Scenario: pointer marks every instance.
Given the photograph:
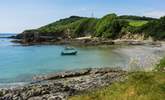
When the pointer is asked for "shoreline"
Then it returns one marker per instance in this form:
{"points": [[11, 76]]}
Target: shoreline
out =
{"points": [[91, 42], [64, 84]]}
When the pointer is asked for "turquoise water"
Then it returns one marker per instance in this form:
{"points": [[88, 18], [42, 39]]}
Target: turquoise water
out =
{"points": [[19, 63]]}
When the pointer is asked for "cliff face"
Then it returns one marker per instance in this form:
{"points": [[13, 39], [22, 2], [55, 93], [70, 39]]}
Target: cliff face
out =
{"points": [[110, 26]]}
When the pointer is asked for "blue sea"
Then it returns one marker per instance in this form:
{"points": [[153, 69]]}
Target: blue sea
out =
{"points": [[18, 64]]}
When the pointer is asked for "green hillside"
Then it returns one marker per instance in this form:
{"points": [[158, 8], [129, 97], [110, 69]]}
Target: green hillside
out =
{"points": [[109, 26]]}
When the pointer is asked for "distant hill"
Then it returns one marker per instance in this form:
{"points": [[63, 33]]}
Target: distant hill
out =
{"points": [[109, 26]]}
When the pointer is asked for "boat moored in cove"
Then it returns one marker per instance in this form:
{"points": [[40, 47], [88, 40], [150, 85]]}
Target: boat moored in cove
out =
{"points": [[69, 51]]}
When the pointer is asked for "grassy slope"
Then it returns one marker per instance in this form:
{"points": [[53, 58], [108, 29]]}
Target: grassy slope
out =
{"points": [[137, 23], [138, 86]]}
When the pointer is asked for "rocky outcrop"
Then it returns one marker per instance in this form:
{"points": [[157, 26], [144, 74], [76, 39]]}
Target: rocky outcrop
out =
{"points": [[60, 86]]}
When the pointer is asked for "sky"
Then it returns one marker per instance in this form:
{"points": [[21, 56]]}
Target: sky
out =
{"points": [[19, 15]]}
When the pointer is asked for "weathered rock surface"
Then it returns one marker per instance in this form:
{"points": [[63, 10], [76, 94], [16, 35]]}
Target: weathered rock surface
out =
{"points": [[61, 85]]}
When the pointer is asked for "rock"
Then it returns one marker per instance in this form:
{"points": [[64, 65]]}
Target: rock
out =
{"points": [[59, 86]]}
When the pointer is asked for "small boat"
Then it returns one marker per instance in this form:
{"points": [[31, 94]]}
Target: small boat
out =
{"points": [[69, 51]]}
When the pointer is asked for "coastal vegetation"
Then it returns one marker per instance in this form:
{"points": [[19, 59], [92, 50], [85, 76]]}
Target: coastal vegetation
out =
{"points": [[139, 85], [109, 26]]}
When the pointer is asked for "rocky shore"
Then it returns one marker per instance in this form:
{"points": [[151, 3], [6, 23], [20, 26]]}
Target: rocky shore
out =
{"points": [[60, 86]]}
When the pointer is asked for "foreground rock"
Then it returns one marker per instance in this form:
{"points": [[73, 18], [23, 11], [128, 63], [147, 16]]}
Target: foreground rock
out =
{"points": [[61, 85]]}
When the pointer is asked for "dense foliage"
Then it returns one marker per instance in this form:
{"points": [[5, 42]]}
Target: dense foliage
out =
{"points": [[110, 26]]}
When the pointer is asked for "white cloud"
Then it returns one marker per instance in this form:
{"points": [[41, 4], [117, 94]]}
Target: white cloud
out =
{"points": [[155, 14]]}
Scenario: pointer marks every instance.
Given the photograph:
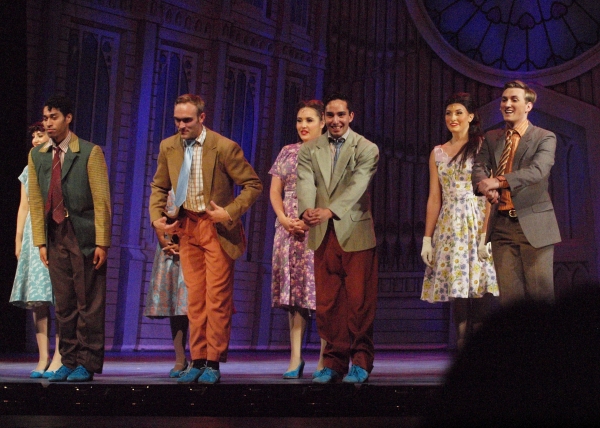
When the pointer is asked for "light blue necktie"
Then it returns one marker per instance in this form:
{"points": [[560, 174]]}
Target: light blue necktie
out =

══════

*AIM OF THE TASK*
Whenever a line above contains "green", copy that line.

*ANSWER SECTION*
When the pointer is asked for "green hillside"
Target: green hillside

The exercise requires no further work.